TRECHO —
Para ele, sábio é aquele que “tem olhos na cabeça” e não
corre atrás do vento; tenta compreender a sabedoria e o
conhecimento, mas não ignora a loucura e a tolice; encontrou no
vazio de tudo, tempo de chorar e tempo de rir; tempo de gemer e
tempo de dançar; tempo de amar e tempo de odiar; tempo de guerra e
tempo de paz.
Nesta figura poética não há solução nem para a vida nem para
a morte; mais perto do animal do que do anjo, não entende nem Deus
nem os seres humanos, mas é a Deus, de quem o recebeu, que regressa
o sopro da vida e não à terra escura da morte (Eclesiastes, sec.III
a.C.).
2. Essa sabedoria não está à espera de nada decisivo que
possa mudar o rumo do mundo. S. Paulo, um rabino judeu e o primeiro
escritor cristão, pensa que, com Jesus Cristo, se entrou numa nova
era da humanidade. Nenhuma sabedoria humana, filosófica ou
religiosa, estava à altura dessa revolução que não olha só para a
frente ou para trás – uma ideologia do progresso ou da restauração
de um passado mítico - mas que fixa o olhar da inteligência e do
coração no mundo dos atirados para a margem da vida. Paulo julga que
se não andassem cegos não teriam crucificado a própria encarnação da
sabedoria de Deus (1Cor.1-2).
Uma civilização arrastada pelos jogos insaciáveis da
especulação financeira não pode ter olhos para o mundo daqueles que
crucifica e abandona.
No Novo Testamento, escrito a partir da experiência da fé na
presença do Ressuscitado, surgem narrativas que procuram encontrar
as razões que impediram - tanto os dirigentes romanos como as
autoridades religiosas - de verem em Jesus, aquele que Espinosa
classificou como “o maior dos filósofos” e, certamente, um dos
maiores mestres de vida orientada pela sabedoria da inteligência e
do coração.

OBJETIVO — Retome o trecho sobre a sabedoria em Eclesiastes e em S. Paulo logo após a última frase e continue a escrevê-lo.

MATERIAL FORNECIDO —
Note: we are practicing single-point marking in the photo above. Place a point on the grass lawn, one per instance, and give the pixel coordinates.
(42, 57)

RESPOSTA A SEGUIR —
O que me espanta e alegra na Missa, quando abro o Livro, é o convite
insistente a proclamar o Evangelho de Jesus
Cristo, seja qual for a passagem que se apresente e seja ela
atribuída a autores tão diversos com S. Marcos, S. Mateus, S. Lucas
ou S. João. “Evangelho” significa boa notícia, não simplesmente uma
boa notícia, mas a de Jesus Cristo. A proclamação não se dirige aos
contemporâneos dos escritores dessas espantosas narrativas de há
2000, mas às pessoas com quem estou a celebrar. O importante é
tornar-me hermeneuta do sentido do texto para a presente situação
espiritual, no contexto económico, social e político, sem resvalar
nem para o comício, nem para o moralismo, nem para a conversa de chá
de tília. Descobrir e celebrar o sentido, a beleza, o impulso de
graça e a responsabilidade que Jesus imprime hoje na vida de todos
os dias, é um processo de passagem do abatimento para a alegria e a
coragem.
3. Dizer a alguém que acaba de perder o emprego ou que tem um
cancro, alegra-te, sabe, necessariamente, a insulto. Mas compreendo
a intimação de S. Paulo: Alegrai-vos sempre no Senhor. Novamente vos
digo: Alegrai-vos. Por causa dessa ordem, na semana passada, surgiu
o Domingo da Alegria.
Não me parece grande ideia fazer dele o Domingo da excepção e os
outros, talvez sim ou talvez não. A insistência de S. Paulo
desautoriza a transformação do cristianismo numa religião que só
está bem de joelhos e cabisbaixa. Aliás, desistir da luta pela
alegria é desistir do próprio Evangelho, pois é para que ela seja
completa que Jesus Cristo veio a este mundo e não o pode abandonar (Jo
16, 20-24; 1Jo 1,1-4).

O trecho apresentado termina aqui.